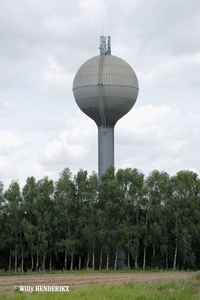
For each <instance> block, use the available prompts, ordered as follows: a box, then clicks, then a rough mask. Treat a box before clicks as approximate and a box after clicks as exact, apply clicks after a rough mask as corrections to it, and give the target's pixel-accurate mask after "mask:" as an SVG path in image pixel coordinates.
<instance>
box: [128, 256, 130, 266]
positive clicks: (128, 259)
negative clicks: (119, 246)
mask: <svg viewBox="0 0 200 300" xmlns="http://www.w3.org/2000/svg"><path fill="white" fill-rule="evenodd" d="M128 269H130V254H129V252H128Z"/></svg>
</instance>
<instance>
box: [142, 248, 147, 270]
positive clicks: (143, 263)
mask: <svg viewBox="0 0 200 300" xmlns="http://www.w3.org/2000/svg"><path fill="white" fill-rule="evenodd" d="M142 268H143V270H145V268H146V247H144V255H143V267H142Z"/></svg>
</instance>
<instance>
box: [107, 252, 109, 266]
mask: <svg viewBox="0 0 200 300" xmlns="http://www.w3.org/2000/svg"><path fill="white" fill-rule="evenodd" d="M106 261H107V262H106V269H107V270H108V269H109V253H108V252H107V258H106Z"/></svg>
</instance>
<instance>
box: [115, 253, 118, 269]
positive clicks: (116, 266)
mask: <svg viewBox="0 0 200 300" xmlns="http://www.w3.org/2000/svg"><path fill="white" fill-rule="evenodd" d="M117 257H118V251H116V252H115V263H114V270H117Z"/></svg>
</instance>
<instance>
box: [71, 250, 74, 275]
mask: <svg viewBox="0 0 200 300" xmlns="http://www.w3.org/2000/svg"><path fill="white" fill-rule="evenodd" d="M73 268H74V254H73V253H72V255H71V265H70V270H71V271H73Z"/></svg>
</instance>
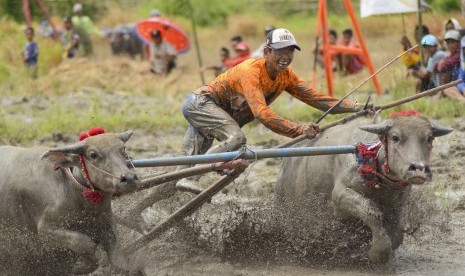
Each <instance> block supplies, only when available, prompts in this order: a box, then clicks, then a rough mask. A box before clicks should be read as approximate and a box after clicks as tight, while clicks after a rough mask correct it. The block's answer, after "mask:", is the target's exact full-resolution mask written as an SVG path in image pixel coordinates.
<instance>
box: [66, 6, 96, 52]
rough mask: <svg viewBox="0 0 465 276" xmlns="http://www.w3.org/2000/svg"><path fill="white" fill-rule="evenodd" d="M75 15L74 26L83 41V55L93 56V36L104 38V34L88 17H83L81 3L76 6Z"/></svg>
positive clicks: (87, 16)
mask: <svg viewBox="0 0 465 276" xmlns="http://www.w3.org/2000/svg"><path fill="white" fill-rule="evenodd" d="M73 13H74V15H73V17H72V18H71V20H72V21H73V25H74V27H75V28H76V31H77V32H78V34H79V37H80V39H81V44H82V50H83V55H84V56H89V55H92V53H93V47H92V39H91V35H97V36H99V37H103V33H102V32H101V31H100V30H98V29H97V28H96V27H95V25H94V23H93V22H92V20H91V19H90V18H89V17H88V16H86V15H83V13H82V5H81V4H80V3H76V4H74V6H73Z"/></svg>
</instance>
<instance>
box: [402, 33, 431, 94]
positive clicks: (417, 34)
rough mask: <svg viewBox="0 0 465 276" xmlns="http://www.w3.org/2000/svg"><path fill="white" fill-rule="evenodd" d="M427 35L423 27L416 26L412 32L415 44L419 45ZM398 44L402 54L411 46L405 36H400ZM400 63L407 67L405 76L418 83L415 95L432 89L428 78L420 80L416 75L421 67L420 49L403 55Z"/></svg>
mask: <svg viewBox="0 0 465 276" xmlns="http://www.w3.org/2000/svg"><path fill="white" fill-rule="evenodd" d="M427 34H429V29H428V27H426V26H425V25H421V26H420V25H417V26H416V27H415V30H414V32H413V37H414V39H415V42H416V44H420V40H421V38H422V37H423V36H425V35H427ZM400 43H401V44H402V49H403V52H405V51H407V50H408V49H410V48H412V46H413V45H412V43H410V40H409V39H408V38H407V37H406V36H405V35H404V36H402V39H401V41H400ZM401 61H402V63H403V64H404V65H405V66H406V67H407V76H413V77H416V78H418V81H417V83H416V85H415V88H416V89H415V90H416V92H417V93H419V92H421V91H426V90H428V89H430V88H432V87H433V84H432V83H431V78H430V77H425V78H421V77H420V75H419V73H418V71H419V70H420V68H421V65H422V64H421V56H420V48H416V49H413V50H412V51H410V52H408V53H406V54H404V55H403V56H402V57H401Z"/></svg>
+ + + + +
# WHAT THE TASK REQUIRES
Send back the data above word for word, with the pictures left out.

# RESPONSE TO THIS TASK
For each <instance> block, use the available prompts, ordered as follows: a box, then clicks, then a rough mask. Treat a box before clicks as approximate and a box after clicks as exact, apply clicks after a rough mask as corrections to it, and give the target's pixel-accurate mask after "mask:" as an SVG path in image pixel coordinates.
<instance>
box: [128, 256, 130, 266]
positive clicks: (128, 259)
negative clicks: (119, 246)
mask: <svg viewBox="0 0 200 300" xmlns="http://www.w3.org/2000/svg"><path fill="white" fill-rule="evenodd" d="M128 269H130V254H129V252H128Z"/></svg>
</instance>
<instance>
box: [142, 248, 147, 270]
positive clicks: (143, 263)
mask: <svg viewBox="0 0 200 300" xmlns="http://www.w3.org/2000/svg"><path fill="white" fill-rule="evenodd" d="M142 268H143V270H145V268H146V247H144V255H143V267H142Z"/></svg>
</instance>
<instance>
box: [107, 252, 109, 266]
mask: <svg viewBox="0 0 200 300" xmlns="http://www.w3.org/2000/svg"><path fill="white" fill-rule="evenodd" d="M106 261H107V262H106V269H107V270H108V269H109V253H108V252H107V258H106Z"/></svg>
</instance>
<instance>
box: [115, 253, 118, 269]
positive clicks: (116, 266)
mask: <svg viewBox="0 0 200 300" xmlns="http://www.w3.org/2000/svg"><path fill="white" fill-rule="evenodd" d="M117 257H118V251H116V252H115V263H114V270H117Z"/></svg>
</instance>
<instance>
box: [71, 250, 74, 275]
mask: <svg viewBox="0 0 200 300" xmlns="http://www.w3.org/2000/svg"><path fill="white" fill-rule="evenodd" d="M73 268H74V254H73V253H72V255H71V265H70V270H71V271H73Z"/></svg>
</instance>
Each <instance> block supplies, only when available, prompts in this order: a box, then clicks, then a rough mask. A box before clicks should be read as approximate and a box after clicks as tight, while clicks after a rough mask correct it. The block's answer, after "mask:", is the target's exact full-resolution mask written as an SVG path in image pixel coordinates.
<instance>
box: [66, 6, 96, 52]
rough mask: <svg viewBox="0 0 465 276" xmlns="http://www.w3.org/2000/svg"><path fill="white" fill-rule="evenodd" d="M75 15L74 26L83 41V55L93 56V36L104 38V34L88 17H83L81 3L76 6Z"/></svg>
positive clicks: (87, 16)
mask: <svg viewBox="0 0 465 276" xmlns="http://www.w3.org/2000/svg"><path fill="white" fill-rule="evenodd" d="M73 13H74V15H73V17H72V18H71V20H72V21H73V25H74V27H75V28H76V31H77V32H78V34H79V37H80V39H81V44H82V50H83V55H84V56H89V55H92V53H93V47H92V39H91V35H97V36H99V37H103V33H102V32H101V31H100V30H98V29H97V28H96V27H95V25H94V23H93V22H92V20H91V19H90V18H89V17H88V16H86V15H83V13H82V5H81V4H80V3H76V4H74V6H73Z"/></svg>
</instance>
<instance>
box: [402, 33, 431, 94]
positive clicks: (417, 34)
rough mask: <svg viewBox="0 0 465 276" xmlns="http://www.w3.org/2000/svg"><path fill="white" fill-rule="evenodd" d="M427 35L423 27L416 26L412 32L415 44L419 45ZM398 44L402 54L411 46L405 36H400ZM400 63L407 67L405 76L418 83L415 95L432 89L428 78L420 80L416 75L421 67L420 49L403 55Z"/></svg>
mask: <svg viewBox="0 0 465 276" xmlns="http://www.w3.org/2000/svg"><path fill="white" fill-rule="evenodd" d="M427 34H429V29H428V27H426V26H425V25H421V26H420V25H417V26H416V27H415V30H414V32H413V37H414V39H415V42H416V44H420V40H421V38H422V37H423V36H425V35H427ZM400 43H401V44H402V49H403V52H405V51H407V50H408V49H410V48H412V46H413V45H412V43H410V40H409V39H408V38H407V37H406V36H405V35H404V36H402V39H401V41H400ZM401 61H402V63H403V64H404V65H405V66H406V67H407V76H413V77H416V78H418V81H417V83H416V85H415V88H416V89H415V90H416V92H417V93H419V92H421V91H426V90H428V89H430V88H432V87H433V84H432V83H431V78H430V77H425V78H421V77H420V75H419V73H418V71H419V70H420V68H421V65H422V64H421V56H420V48H416V49H413V50H412V51H410V52H408V53H406V54H404V55H403V56H402V57H401Z"/></svg>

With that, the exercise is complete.